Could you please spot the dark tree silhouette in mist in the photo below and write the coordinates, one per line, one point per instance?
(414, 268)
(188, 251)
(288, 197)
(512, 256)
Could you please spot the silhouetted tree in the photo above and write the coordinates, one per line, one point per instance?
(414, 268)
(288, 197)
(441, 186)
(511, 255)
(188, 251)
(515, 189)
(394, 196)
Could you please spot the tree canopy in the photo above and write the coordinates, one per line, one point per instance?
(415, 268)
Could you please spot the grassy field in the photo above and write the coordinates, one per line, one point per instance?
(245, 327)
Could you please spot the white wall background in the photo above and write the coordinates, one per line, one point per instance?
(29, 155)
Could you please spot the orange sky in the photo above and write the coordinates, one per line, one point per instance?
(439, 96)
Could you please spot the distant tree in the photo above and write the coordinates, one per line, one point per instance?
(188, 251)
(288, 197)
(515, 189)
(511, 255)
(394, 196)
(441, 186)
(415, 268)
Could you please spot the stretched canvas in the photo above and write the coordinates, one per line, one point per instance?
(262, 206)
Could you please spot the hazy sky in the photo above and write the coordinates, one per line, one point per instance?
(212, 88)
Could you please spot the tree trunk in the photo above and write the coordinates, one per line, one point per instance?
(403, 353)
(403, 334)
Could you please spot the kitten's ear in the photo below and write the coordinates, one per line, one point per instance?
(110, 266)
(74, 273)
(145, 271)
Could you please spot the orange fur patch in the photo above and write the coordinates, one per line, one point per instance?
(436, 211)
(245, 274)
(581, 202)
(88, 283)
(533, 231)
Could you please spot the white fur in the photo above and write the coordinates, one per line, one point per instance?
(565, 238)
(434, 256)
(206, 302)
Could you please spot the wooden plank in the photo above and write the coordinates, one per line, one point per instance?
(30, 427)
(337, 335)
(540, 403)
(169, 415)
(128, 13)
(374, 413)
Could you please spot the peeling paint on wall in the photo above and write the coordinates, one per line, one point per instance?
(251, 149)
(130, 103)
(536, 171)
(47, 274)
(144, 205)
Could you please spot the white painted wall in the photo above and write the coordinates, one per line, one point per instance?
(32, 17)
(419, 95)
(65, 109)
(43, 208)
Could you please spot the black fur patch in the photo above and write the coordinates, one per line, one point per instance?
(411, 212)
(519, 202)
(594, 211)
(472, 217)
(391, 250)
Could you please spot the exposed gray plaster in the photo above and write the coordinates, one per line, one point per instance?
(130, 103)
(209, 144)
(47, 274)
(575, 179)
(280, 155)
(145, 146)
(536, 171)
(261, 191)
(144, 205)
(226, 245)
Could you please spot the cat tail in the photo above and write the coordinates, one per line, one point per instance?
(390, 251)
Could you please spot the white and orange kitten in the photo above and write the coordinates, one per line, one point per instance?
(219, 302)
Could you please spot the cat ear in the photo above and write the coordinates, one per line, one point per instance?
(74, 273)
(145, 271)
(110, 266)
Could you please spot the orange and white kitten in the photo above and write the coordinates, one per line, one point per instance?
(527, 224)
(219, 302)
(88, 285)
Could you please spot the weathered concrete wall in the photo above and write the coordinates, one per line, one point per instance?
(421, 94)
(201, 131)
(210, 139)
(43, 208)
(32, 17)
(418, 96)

- [Task brief]: All entries shown above should be printed again exactly.

- [Solved problem]:
Could you please spot the dark tree silhouette in mist in the photo below and write the coordinates, one per line, one point per instance?
(414, 268)
(188, 251)
(288, 197)
(512, 256)
Could you please spot the silhouetted tree in the photo above and write the coordinates, one per line, one point per instance?
(414, 268)
(288, 197)
(441, 186)
(511, 255)
(188, 251)
(515, 189)
(394, 196)
Could you please spot the tree canopy in the photo above and write the coordinates, one per line, one point per instance?
(415, 268)
Could you please spot the grassy field in the photo above and write the coordinates, one per line, one point per instance?
(245, 327)
Could you please spot the white wall background in the photo above and write the coordinates, one per line, one point per instance?
(29, 155)
Could you please spot the orange sky in the photo above and write the coordinates, one per line, one point per instance?
(439, 96)
Could you please spot the distant tree in the photo above and write the coordinates, one per line, one point per instance?
(188, 251)
(288, 197)
(515, 189)
(511, 255)
(394, 196)
(441, 186)
(415, 268)
Could you please spot the stretched canvas in the photo above and write the coordinates, one per line, one point per instance?
(262, 206)
Could you please spot the hazy sky in the photo above and write the coordinates, one per line, one point per instance?
(212, 88)
Could you please spot the tree trunk in the photo above and write the coordinates, one per line, one point per instance?
(403, 353)
(403, 334)
Could you please spot the kitten's ear in the photo below and write the coordinates, one per line, one point per instance?
(110, 266)
(74, 273)
(145, 271)
Could you please spot the orange fur patch in the photo above and write the coordinates, one per line, one point per instance?
(436, 211)
(245, 274)
(581, 202)
(88, 283)
(533, 231)
Could you please spot the white fur in the photo above and write the coordinates, one per line, one point per instance?
(565, 238)
(434, 256)
(206, 302)
Could you please spot the wooden plank in the photo above and write the coordinates, one per line, one point per instance?
(30, 427)
(337, 335)
(540, 403)
(169, 415)
(128, 13)
(374, 413)
Could you please spot the peeling paint on wall in the photo above and write the coordinates, one per line, one point per instance?
(251, 149)
(130, 103)
(536, 171)
(47, 274)
(144, 205)
Could you please spot the white painted wall in the photo above and write the coordinates, one per line, one point per instance?
(32, 17)
(419, 95)
(65, 109)
(43, 208)
Could you please spot the black fur patch in the photo above and write the coordinates, one per line, one point per instance?
(411, 212)
(519, 202)
(594, 211)
(472, 217)
(391, 250)
Could you please spot the exposed gray plaster in the photo above and write the coordinates, one per line, one point per instance?
(130, 103)
(209, 144)
(47, 274)
(575, 179)
(280, 155)
(145, 146)
(536, 171)
(261, 191)
(144, 205)
(226, 245)
Could you please spot the cat tail in the photo above and write the coordinates, one per line, one point per instance?
(390, 251)
Could you please spot the white and orange kitten in the photo above and write the coordinates, one per line, one point per instance?
(219, 302)
Could you please spot the cat ear in the photo above and write the coordinates, one per line, one point per instance?
(74, 273)
(145, 271)
(110, 266)
Could you please spot the orange and white kitten in the photo above and write the coordinates, one per line, one point per instance?
(527, 224)
(219, 302)
(88, 285)
Could you please spot the weathered concrete wall in the photo above and write the coordinates, one per line, one point per instance?
(421, 94)
(201, 131)
(210, 139)
(43, 208)
(32, 17)
(418, 96)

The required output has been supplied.